# Extract to read
★ ★ ★ ★ ★

Disappointing weekly export sales and inspections, along with improving Brazilian weather, pressured prices lower for the week.  The Chinese trade talks seemed to be making progress as the week ended and they will be extended into the week of February 18th. Whether an agreement is reached or not, President Trump has indicated he could postpone increasing tariffs on $200 billion worth of goods from 10% to 25% for 60 days if he deems progress is being made. China has asked for a 90-day extension. There are significant hurdles yet to be overcome concerning technology issues.  However, if something is worked out, there may be direct benefits for the corn market through increased purchases of DDGs and ethanol.

Weekly export sales this week were just through January 3rd.  They came in a disappointing 18.1 million bushels.  Total commitments are 19% higher than last year at 1.27 billion bushels.  We need 33.2 million bushels per week to ring the bell on the USDA’s 2.45-billion-bushel export outlook.  One bright side, there were new reported sales of 328 tmt this week.  The next weekly export sales report will cover sales made from January 10 through February 14. Weekly ethanol production was up 62,000 bpd to 1.029 million bpd, the second largest weekly increase on record.  This is still below what we need each week to hit the USDA target, suggesting the USDA may need to lower the ethanol line on subsequent reports.  Ethanol stocks fell 400,000 barrels to 23.5 million barrels.  Margins were up a nickel at a positive one cent per gallon, reversing 20 weeks of negative margins.

★ ★ ★ ★ ★

# Your goal
Decide whether each statement agrees with the corn market commentary, answering yes or no and quoting the exact words from the commentary that settle it. 1. China has requested a 90-day extension. 2. The latest weekly ethanol production meets what is needed each week to hit the USDA target. 3. Total corn export commitments are below last year's level.

# Data listing

★ ★ ★ ★ ★

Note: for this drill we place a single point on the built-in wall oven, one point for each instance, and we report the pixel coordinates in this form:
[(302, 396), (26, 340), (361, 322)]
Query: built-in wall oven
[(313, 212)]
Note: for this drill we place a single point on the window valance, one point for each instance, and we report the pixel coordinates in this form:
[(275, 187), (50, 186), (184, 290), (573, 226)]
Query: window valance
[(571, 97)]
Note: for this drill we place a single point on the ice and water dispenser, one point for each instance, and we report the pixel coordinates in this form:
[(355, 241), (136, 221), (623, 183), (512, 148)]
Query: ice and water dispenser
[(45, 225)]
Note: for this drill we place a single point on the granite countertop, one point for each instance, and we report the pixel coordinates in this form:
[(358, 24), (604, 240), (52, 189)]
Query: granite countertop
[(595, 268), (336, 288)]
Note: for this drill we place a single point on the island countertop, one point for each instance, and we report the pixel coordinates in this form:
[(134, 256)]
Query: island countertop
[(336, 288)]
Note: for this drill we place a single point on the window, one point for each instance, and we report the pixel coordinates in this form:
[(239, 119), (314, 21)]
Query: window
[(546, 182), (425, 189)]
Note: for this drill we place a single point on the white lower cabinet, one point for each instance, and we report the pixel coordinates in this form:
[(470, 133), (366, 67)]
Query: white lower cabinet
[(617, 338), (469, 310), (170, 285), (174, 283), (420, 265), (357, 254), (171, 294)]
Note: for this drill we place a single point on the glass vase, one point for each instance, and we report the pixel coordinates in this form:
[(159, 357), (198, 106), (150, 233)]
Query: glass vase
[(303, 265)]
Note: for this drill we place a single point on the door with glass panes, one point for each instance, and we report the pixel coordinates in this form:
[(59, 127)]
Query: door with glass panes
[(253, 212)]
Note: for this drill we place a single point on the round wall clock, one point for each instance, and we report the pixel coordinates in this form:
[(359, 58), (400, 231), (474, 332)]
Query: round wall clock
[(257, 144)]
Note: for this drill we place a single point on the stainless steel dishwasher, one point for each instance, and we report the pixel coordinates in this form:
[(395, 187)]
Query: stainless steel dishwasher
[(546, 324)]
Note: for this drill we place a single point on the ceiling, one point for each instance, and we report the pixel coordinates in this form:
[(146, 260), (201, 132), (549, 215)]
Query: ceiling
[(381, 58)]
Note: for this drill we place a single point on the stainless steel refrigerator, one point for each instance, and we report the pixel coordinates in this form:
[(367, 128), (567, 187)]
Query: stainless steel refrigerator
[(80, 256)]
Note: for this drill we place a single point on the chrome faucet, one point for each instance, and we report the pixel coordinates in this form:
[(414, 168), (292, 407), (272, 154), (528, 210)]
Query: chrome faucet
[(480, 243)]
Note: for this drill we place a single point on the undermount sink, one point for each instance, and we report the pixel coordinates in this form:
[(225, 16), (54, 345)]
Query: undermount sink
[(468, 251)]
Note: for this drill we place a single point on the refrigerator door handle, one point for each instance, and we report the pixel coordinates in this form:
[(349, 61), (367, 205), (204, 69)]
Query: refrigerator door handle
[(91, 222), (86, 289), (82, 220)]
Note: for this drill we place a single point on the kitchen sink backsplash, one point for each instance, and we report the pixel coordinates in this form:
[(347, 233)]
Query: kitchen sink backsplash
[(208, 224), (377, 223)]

★ ★ ★ ★ ★

# Exercise response
1. Yes: "China has asked for a 90-day extension."
2. No: "This is still below what we need each week to hit the USDA target"
3. No: "Total commitments are 19% higher than last year at 1.27 billion bushels."